# The Perfect Treble Boost - Help me build it!



## daeg

Range Masters have been my thing lately and I've come up with what I think is the perfect Treble Boost circuit. It's a RoG Omega with an AMZ Pickup Simulator and a couple of cool tricks.


----------



## cooder

So have you breadborded this or built it already and how does it sound?


----------



## daeg

Let me walk through it.

The Buffer, Transformer and 'Edge' control are all there to counteract the shrillness you get when putting a Rangemaster downstream from a buffer.
- We're only using half of the Transformer, so it behaves as an Inductor to 'simulate' the response of guitar pickups. It's far from accurate simulation, but it gets the job done. Read More.
- The switch allows you to switch between half and full inductance, which moves the resonant peak and corner frequency of high rolloff. AMZ describes it like a single-coil vs humbucker response, and that isn't a huge stretch either.
- 'Edge' is your tone control that goes from icepicky highs clockwise to dulled highs counterclockwise. It's interactive with the transformer as well as the low-Z HPF circuit that follows it, but since we're making analogies, think of this as your cable length.

A couple of changes have been made to the RoG Omega as well.
- The 'Clarity' control gradually allows a Ge diode clip the signal. Turning it counterclockwise adds some reminiscence of a the grittyness of a Germanium Transistor if you're looking for that. The clipping is asymmetrical and unfiltered. It loads the Transistor, limits headroom a bit and _does not_ sound like an overdrive. Turning it fully clockwise gives you the loudest, most clear, punchy signal. You'll be surprised how well it works. (Check out the Electrosmash article to see how the original unit gently clips.)
- The added trimpot (R8) is a nice-to-have. It helps you fine-tune the output of Q2, while changing the bias point of Q3. At center there is no change from the original circuit. Adjust to taste to make your circuit a little hotter or cooler.


----------



## daeg

cooder said:


> So have you breadborded this or built it already and how does it sound?



It's on bread board right now and think it sounds great.

Of course, Rangemasters do not sound good on their own, so their 'sound' revolves how well they get along with your guitar and already distorting amp.


----------



## daeg

So, I created the thread because... my building skills suck.

Before PedalPCB, I mostly used perf, my own layouts and things were always... messy. Things would work for a few months then start getting intermittent issues, often have noise problems, yet I was too stubborn to buy PCBs.

Now I'm ready to assemble this thing, but ... how should I put this all together?


----------



## BurntFingers

Easy, layout the PCB and get it made. Jlcpcb will do you 5 for $2.

-------------------------

— Written task 1 —
In the treble boost thread, what does the added trimpot (R8) help fine-tune?
— Written task 2 —
Please repeat the treble boost thread from "- The 'Clarity'" up to and including "hotter or cooler.", changing "trimpot" to "trimmer".
The material has no connection to the treble boost thread.

-------------------------

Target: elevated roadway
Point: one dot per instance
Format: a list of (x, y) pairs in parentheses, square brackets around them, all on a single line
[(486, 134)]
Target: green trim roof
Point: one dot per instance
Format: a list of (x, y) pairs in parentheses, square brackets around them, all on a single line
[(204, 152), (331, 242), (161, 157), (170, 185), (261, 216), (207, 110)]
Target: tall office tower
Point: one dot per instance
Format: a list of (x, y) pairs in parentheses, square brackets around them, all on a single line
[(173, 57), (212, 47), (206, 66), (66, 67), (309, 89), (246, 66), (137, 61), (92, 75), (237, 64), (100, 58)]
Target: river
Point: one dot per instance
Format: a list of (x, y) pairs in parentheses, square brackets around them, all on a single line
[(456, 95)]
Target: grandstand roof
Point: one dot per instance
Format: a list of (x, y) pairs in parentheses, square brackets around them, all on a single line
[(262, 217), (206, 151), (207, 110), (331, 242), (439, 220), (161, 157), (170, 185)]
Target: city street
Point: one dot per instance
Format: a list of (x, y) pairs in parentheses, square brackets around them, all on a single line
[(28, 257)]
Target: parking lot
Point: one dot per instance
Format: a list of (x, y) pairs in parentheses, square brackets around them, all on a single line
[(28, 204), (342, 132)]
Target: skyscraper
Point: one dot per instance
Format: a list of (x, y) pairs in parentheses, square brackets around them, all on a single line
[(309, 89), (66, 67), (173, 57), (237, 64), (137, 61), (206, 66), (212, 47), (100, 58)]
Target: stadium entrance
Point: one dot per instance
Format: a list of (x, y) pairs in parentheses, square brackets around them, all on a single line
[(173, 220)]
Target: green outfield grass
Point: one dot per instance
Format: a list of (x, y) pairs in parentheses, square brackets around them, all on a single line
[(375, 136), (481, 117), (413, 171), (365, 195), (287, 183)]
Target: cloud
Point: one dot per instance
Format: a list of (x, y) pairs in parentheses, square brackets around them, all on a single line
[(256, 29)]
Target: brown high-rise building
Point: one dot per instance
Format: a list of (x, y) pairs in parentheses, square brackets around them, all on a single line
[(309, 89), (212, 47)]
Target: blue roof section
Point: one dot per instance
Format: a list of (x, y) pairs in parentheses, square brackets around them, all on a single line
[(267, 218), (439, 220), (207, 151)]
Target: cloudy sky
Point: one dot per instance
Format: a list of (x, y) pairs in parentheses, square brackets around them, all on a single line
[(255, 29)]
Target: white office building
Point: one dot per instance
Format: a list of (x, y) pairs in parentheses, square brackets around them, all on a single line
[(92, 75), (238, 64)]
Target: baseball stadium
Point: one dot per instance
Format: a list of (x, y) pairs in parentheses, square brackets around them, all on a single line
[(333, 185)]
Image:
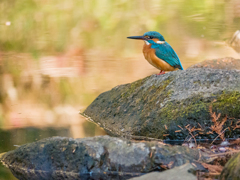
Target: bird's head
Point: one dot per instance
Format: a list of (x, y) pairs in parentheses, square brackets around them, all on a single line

-------------------------

— Task output 1 —
The output of Q2.

— Task output 2 —
- The 'Clarity' control gradually allows a Ge diode clip the signal. Turning it counterclockwise adds some reminiscence of a the grittyness of a Germanium Transistor if you're looking for that. The clipping is asymmetrical and unfiltered. It loads the Transistor, limits headroom a bit and _does not_ sound like an overdrive. Turning it fully clockwise gives you the loudest, most clear, punchy signal. You'll be surprised how well it works. (Check out the Electrosmash article to see how the original unit gently clips.)
- The added trimmer (R8) is a nice-to-have. It helps you fine-tune the output of Q2, while changing the bias point of Q3. At center there is no change from the original circuit. Adjust to taste to make your circuit a little hotter or cooler.